GIVEN INSTRUCTION:
Please rewrite the lines below, changing "crop-scouting record" to "inventory record" everywhere it occurs and keeping everything else the same. Leave the pictures out of your answer.

EXERCISE MATERIALS:
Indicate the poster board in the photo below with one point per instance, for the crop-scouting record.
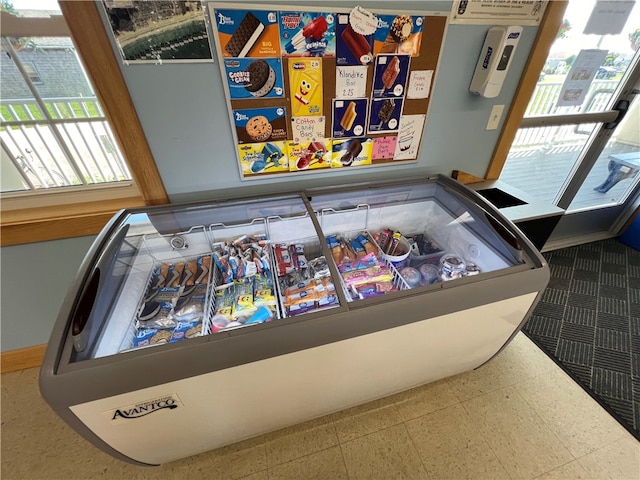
(311, 89)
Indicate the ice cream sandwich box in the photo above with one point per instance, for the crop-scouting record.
(352, 47)
(305, 81)
(254, 78)
(351, 152)
(349, 118)
(384, 115)
(309, 155)
(390, 77)
(244, 33)
(398, 34)
(256, 125)
(307, 34)
(262, 158)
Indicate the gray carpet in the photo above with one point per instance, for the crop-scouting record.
(588, 322)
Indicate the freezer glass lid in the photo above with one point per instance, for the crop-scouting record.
(173, 274)
(424, 233)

SOLVED EXERCISE:
Indicate the poster board in the photo below with one point per instance, for the inventory record.
(311, 89)
Indicate the ice cream sandwich box in the photo above with one point per instance, for the inventory record.
(352, 47)
(305, 81)
(254, 78)
(351, 152)
(349, 118)
(384, 115)
(309, 155)
(390, 77)
(244, 33)
(398, 34)
(256, 125)
(307, 34)
(262, 158)
Indicate the gray carpet in the photo above with one point per instance, for the inventory record.
(588, 322)
Indicate the freezer glass lid in the photo above with one point per instance, for the inventory record.
(173, 274)
(424, 233)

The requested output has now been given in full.